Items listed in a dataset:

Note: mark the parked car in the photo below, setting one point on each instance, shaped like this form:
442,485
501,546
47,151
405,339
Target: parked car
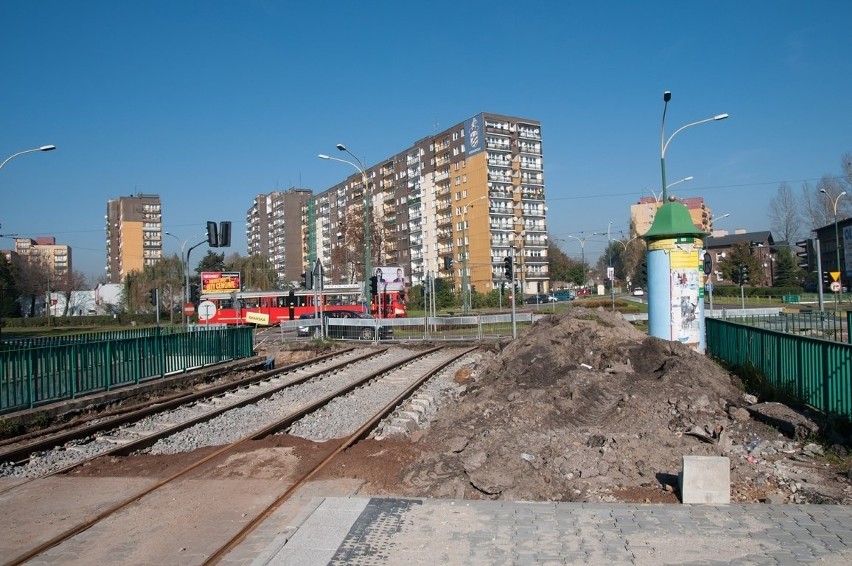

> _TASK REQUIREMENTS_
Please quote every line of the records above word for word, leaving out the picture.

> _EXERCISE ANSWER_
Note: mark the parked car in the photo below, setting one point on each instance, shaped like this form:
442,485
501,546
47,151
405,339
Target: parked car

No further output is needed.